___ DATA TO USE

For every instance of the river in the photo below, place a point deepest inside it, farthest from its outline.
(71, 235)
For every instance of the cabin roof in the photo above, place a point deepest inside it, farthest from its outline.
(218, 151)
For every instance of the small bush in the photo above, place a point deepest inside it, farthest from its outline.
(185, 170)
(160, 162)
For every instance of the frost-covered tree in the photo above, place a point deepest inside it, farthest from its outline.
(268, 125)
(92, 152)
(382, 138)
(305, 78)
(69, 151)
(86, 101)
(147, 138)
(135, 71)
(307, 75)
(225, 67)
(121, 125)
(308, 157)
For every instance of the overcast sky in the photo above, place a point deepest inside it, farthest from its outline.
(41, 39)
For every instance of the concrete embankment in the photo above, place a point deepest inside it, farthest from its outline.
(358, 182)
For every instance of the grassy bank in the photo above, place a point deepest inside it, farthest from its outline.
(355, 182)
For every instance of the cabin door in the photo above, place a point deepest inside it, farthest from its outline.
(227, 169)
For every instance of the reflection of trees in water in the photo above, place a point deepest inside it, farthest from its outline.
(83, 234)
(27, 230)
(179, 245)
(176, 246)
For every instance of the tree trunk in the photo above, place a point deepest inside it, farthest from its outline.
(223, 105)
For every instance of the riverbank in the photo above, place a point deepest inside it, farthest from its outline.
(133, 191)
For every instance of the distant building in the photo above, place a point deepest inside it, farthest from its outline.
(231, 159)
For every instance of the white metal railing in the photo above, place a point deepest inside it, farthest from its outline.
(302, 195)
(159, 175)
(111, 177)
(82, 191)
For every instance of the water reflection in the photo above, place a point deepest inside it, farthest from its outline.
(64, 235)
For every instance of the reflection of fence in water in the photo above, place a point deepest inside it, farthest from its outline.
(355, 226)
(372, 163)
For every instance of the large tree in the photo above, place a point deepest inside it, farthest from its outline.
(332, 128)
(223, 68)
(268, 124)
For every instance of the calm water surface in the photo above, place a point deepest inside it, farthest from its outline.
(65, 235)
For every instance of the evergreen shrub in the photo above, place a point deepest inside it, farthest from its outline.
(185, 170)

______

WHAT YOU ARE ASKED TO DO
The records above are to be given again in full, exactly as written.

WORKED SOLUTION
For every instance of the river in the photo below, place a point deepest inside it, farthest from its outline.
(71, 235)
For every instance of the cabin roof in the photo above, place a point deepest inside it, farthest from its outline.
(218, 151)
For every instance of the small bush in the photo above, place a point deepest inside it, farthest from its outline.
(185, 170)
(160, 162)
For every instance of the frost-covered tree in the photo above, place a point deepest inside it, farthest from its outline.
(268, 125)
(92, 152)
(382, 138)
(305, 78)
(69, 151)
(86, 101)
(147, 138)
(135, 71)
(307, 75)
(225, 67)
(121, 125)
(308, 157)
For every instance of the overcast sky in the photo above, place a point deepest inside it, farthest from its outline.
(41, 39)
For every instance of the concrete embankment in the photo above, place a point deepest inside it, farthest from its outline.
(358, 182)
For every instance of the grassy bank in the photo above, place a point deepest inside it, farthest from its outline.
(355, 182)
For every instance of the cabin door in the photo above, place a point deepest inside it, farthest from its outline.
(227, 169)
For every instance of the reflection of trees in water in the photo above, place a point deepest inside it, farthest from its outline.
(83, 234)
(27, 230)
(179, 245)
(176, 246)
For every instance of the tree trunk in the photo above, place a point deepest inside it, farthest from its outline.
(223, 105)
For every instance of the riverbank in the photo above, place a point deepest inside it, farthest from its outline.
(133, 191)
For every instance of the distant building in the photo above, place a point deepest inside it, farthest from its outline.
(231, 159)
For every instance of the white metal railing in the photo above, place a point deepest inside it, farthest from its outline.
(302, 195)
(159, 175)
(111, 177)
(82, 191)
For every instance of the water reflection in the photo above, place a point deepest inside it, farthest from its outline.
(64, 235)
For every instance of the reflection of fence in water in the photo above, place a point deepest inside it, farthest from its outline.
(355, 226)
(372, 163)
For every instance of the large tree in the photo above, place a point deepest inside it, farthest from its outline.
(332, 128)
(223, 68)
(268, 124)
For every instance of the calm water surface in the photo above, place a point deepest inside it, farthest from its outline.
(65, 235)
For every instance of the evergreen shrub in the photo above, place a point deepest inside it, farthest from its outline.
(185, 170)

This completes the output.